SOURCE:
__________

Lambda storage space shrinking
See original GitHub issueWe are using Sharp in an AWS Lambda function, and we have an issue with storage space (of all things…). Function downloads an image from S3, places it inside tmp directory. After that:
var image = sharp('/tmp/imageName.png');
image.rotate();
image.toFormat('PNG').toBuffer(function(err, data) {
// here we check storage space available and files inside the /tmp dir
// some more stuff
})
With one 18MB PNG image we observed that, after outputting to buffer, the storage space available had dropped from 496MB (514MB available to Lambda minus 18MB for the image we placed inside tmp) to 142MB. This is a problem, because Lambda may reuse the previously used container, in which case the available storage remains at 160MB (142 + 18MB for the image, that we delete before exiting function), and if we upload the same image twice in a row, and the same container gets used, the function runs out of free space on disk and dies.

__________

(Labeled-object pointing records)
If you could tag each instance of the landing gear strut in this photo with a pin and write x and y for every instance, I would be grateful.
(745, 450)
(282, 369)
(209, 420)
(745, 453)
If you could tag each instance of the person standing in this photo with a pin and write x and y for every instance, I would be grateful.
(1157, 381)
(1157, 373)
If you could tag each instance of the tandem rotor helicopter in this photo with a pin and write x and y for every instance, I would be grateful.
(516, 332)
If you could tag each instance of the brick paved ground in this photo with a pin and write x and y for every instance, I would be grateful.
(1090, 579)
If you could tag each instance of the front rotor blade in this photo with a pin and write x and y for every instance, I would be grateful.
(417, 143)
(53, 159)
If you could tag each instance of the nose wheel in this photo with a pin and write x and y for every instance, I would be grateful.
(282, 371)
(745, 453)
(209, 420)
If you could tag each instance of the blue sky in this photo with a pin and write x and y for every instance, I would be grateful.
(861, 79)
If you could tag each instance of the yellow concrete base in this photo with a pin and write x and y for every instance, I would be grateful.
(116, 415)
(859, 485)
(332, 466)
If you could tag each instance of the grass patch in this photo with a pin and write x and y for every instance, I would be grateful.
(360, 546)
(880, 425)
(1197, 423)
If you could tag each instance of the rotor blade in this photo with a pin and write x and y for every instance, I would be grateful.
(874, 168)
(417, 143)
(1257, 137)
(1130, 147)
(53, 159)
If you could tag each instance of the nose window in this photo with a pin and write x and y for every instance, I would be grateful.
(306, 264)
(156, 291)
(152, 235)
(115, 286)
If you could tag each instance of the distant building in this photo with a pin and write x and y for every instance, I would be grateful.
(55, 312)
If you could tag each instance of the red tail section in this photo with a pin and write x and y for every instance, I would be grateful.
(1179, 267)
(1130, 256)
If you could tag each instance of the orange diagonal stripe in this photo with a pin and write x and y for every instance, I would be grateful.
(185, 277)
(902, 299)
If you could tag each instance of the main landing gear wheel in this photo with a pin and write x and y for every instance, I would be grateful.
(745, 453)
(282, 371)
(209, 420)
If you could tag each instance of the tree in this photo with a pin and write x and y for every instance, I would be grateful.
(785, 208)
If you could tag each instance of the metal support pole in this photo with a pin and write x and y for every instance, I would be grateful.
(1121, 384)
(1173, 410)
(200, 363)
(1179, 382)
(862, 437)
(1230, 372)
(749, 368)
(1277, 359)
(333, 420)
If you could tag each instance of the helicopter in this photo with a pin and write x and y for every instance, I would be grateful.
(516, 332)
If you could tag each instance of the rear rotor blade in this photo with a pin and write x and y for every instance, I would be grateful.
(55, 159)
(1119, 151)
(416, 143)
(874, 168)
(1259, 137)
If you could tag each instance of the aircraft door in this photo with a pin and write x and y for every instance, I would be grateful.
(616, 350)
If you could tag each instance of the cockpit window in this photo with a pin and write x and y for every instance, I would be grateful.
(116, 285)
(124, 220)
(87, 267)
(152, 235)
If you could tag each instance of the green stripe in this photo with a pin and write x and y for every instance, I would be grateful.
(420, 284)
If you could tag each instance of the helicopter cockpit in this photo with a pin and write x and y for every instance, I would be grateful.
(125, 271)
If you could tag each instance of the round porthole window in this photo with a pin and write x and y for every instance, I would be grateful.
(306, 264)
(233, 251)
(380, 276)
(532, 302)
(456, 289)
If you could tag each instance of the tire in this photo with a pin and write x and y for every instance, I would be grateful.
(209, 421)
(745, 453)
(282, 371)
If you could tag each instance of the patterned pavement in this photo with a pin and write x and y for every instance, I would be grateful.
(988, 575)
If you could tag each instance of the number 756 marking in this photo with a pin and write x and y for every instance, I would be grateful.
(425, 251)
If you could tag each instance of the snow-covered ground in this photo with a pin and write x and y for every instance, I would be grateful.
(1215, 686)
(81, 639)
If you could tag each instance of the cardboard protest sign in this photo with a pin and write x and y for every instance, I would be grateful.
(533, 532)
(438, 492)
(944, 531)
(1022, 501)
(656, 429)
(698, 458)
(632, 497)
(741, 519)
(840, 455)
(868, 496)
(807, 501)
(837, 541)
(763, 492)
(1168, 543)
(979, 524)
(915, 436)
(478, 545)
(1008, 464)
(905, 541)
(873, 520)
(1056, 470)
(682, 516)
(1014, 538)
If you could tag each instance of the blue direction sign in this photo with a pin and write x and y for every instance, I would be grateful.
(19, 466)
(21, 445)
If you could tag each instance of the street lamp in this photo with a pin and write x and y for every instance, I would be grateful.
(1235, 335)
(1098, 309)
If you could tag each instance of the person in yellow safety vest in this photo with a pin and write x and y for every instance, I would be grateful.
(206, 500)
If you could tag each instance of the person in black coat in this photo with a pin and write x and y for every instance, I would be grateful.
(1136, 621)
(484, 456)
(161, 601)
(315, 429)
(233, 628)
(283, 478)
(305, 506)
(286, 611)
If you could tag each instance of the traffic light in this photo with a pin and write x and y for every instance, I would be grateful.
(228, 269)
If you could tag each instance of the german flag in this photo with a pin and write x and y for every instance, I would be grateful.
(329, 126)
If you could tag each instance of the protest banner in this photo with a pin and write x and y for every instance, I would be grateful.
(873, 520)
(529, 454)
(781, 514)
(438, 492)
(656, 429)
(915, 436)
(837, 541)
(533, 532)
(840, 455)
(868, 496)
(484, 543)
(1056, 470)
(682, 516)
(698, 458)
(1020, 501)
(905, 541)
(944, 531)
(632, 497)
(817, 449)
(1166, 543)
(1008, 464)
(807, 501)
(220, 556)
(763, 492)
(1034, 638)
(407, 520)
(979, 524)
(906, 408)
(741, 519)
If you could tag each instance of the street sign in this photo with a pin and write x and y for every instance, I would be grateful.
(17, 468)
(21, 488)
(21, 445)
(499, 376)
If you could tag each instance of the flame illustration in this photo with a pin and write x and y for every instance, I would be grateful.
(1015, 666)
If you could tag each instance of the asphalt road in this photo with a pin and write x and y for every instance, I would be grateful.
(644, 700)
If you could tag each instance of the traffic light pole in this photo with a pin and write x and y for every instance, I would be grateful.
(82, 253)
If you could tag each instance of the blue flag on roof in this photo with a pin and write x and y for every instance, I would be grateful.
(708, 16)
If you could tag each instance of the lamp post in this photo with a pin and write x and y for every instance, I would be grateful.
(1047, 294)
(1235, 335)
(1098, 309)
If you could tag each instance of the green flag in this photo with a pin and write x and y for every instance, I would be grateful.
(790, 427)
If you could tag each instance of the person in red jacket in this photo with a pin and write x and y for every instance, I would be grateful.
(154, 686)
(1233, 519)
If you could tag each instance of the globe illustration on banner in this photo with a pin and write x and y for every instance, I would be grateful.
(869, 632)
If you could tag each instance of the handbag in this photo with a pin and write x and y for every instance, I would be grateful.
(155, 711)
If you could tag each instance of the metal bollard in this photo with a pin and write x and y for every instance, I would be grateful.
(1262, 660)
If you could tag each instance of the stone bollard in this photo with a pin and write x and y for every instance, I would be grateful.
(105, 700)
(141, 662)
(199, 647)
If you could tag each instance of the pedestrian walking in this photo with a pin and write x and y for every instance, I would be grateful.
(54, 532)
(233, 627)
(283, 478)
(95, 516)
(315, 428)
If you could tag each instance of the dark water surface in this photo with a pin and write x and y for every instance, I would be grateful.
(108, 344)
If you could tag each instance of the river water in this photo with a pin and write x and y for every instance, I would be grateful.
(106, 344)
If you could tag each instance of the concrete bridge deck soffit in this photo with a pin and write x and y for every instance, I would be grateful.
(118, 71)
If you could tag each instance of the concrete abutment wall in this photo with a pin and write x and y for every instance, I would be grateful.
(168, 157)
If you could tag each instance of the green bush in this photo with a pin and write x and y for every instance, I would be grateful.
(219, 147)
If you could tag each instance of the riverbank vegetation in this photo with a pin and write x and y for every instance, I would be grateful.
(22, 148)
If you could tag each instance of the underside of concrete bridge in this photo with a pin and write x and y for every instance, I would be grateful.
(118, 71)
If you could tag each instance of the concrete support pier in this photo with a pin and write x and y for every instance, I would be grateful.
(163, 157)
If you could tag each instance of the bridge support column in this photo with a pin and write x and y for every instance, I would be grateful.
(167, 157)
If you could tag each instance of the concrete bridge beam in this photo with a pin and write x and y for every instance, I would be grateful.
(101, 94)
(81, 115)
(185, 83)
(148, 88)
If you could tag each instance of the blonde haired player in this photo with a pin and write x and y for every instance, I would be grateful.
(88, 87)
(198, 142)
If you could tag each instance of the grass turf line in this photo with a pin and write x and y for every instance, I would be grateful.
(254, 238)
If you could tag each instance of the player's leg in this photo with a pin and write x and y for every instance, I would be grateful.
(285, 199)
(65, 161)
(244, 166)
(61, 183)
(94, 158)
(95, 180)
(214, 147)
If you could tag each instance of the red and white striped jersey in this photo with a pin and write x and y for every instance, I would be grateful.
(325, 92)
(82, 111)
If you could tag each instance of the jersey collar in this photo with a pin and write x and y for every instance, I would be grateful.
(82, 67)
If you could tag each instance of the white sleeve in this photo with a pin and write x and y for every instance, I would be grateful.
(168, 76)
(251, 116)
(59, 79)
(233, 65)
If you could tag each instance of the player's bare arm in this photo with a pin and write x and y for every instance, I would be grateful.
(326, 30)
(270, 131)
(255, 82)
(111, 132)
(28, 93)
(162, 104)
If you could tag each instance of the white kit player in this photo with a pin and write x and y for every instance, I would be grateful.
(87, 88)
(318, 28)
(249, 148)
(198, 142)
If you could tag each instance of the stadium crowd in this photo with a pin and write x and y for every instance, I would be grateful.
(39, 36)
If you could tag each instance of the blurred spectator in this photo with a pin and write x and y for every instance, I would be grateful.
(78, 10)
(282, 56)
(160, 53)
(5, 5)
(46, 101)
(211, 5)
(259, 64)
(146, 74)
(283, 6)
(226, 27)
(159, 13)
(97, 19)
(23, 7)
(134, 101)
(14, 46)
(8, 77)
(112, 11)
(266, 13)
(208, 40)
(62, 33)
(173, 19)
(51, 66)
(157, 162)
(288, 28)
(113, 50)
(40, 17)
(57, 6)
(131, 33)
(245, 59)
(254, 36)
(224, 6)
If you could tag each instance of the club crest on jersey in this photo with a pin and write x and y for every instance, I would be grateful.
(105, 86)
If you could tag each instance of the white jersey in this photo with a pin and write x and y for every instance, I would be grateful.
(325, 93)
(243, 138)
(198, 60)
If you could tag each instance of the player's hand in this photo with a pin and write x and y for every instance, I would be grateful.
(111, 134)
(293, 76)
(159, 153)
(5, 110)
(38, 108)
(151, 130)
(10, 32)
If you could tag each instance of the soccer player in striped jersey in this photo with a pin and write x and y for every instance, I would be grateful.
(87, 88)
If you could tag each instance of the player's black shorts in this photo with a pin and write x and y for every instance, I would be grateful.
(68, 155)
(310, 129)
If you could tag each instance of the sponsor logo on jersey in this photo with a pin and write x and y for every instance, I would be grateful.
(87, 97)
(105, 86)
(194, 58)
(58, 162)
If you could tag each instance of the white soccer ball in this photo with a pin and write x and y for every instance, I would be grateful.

__________

TASK PROMPT: In the Lambda storage report, to what amount did the available storage space drop after the 18MB PNG image was output to a buffer?

EXERCISE SOLUTION: 142MB